Work task
Each line of the listing that includes the string "positive" is to be identified and copied.
** Opening Data provided block **
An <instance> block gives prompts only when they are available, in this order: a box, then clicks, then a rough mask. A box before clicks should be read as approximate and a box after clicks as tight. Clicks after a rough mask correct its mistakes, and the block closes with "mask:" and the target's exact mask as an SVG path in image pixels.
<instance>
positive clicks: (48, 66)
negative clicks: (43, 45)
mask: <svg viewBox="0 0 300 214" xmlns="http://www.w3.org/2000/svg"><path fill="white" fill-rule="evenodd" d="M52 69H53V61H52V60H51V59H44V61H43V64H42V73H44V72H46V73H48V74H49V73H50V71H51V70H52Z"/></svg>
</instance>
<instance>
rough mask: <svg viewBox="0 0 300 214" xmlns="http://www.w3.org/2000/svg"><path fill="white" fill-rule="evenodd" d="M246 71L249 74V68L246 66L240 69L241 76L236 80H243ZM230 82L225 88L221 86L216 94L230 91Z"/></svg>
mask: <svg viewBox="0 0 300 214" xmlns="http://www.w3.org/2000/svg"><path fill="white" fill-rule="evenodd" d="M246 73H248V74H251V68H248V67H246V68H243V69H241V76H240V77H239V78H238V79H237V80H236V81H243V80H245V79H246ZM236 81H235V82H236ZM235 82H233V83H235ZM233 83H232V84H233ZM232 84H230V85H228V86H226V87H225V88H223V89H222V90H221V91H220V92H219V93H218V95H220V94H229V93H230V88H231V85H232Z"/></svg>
** Closing Data provided block **
** Opening Data provided block **
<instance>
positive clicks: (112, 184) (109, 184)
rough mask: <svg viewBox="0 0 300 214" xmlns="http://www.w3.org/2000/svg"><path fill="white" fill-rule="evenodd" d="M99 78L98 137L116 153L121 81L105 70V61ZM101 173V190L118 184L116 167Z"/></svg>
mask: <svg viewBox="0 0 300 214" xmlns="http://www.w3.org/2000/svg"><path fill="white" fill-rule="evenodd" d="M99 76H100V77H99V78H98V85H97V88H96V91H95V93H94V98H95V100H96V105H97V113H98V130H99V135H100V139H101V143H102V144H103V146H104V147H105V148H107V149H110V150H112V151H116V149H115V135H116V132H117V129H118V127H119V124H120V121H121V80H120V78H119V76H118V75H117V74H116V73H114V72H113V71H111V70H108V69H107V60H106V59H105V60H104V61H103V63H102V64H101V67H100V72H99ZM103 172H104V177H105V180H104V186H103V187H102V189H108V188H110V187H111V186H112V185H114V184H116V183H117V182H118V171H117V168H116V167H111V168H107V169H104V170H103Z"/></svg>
** Closing Data provided block **
Solution to this task
positive clicks: (48, 66)
positive clicks: (112, 184) (109, 184)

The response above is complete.